### What you are asked to do
Reproduce the entries from the line with "Note: for every instance of the dark" up to and including the line with "[[228, 96], [164, 101]]", swapping "dark tree silhouette" for "black tree silhouette" and leaving everything else unchanged.

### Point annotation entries
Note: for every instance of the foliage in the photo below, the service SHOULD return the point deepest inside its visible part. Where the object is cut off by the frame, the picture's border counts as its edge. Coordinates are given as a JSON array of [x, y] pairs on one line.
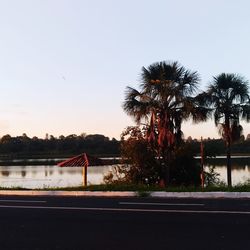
[[228, 96], [164, 101], [185, 170], [139, 164]]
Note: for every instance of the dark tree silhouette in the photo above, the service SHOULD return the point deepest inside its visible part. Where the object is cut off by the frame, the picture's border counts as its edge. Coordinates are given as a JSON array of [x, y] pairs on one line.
[[228, 96], [164, 101]]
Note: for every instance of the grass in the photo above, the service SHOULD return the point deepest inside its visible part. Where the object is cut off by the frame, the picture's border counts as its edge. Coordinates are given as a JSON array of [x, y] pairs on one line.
[[143, 190]]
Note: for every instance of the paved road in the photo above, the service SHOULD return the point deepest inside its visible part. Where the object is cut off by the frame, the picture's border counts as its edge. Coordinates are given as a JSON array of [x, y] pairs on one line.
[[123, 223]]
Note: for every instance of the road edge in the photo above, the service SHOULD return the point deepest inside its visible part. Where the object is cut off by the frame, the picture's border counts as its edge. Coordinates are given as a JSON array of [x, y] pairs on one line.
[[160, 194]]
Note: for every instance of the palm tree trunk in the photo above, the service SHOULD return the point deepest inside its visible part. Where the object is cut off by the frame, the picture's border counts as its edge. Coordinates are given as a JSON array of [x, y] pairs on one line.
[[228, 138], [229, 165]]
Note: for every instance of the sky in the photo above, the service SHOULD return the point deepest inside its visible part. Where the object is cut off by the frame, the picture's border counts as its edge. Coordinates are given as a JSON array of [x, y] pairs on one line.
[[65, 64]]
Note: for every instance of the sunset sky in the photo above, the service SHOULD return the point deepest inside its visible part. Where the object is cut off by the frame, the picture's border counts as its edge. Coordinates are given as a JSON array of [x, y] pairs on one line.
[[65, 64]]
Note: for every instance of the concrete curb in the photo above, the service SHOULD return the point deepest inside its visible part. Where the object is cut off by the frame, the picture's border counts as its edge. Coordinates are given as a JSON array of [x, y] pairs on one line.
[[69, 193], [205, 195], [198, 195]]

### Full output
Note: for every instance of the black tree silhouette in the photo above, the service SHOULD return the point deepest inside its visible part. Where the object is cut off by the frame, the picture's border counts as its edge. Coordinates are given as a JSON array of [x, y] pairs on one line.
[[228, 96], [164, 101]]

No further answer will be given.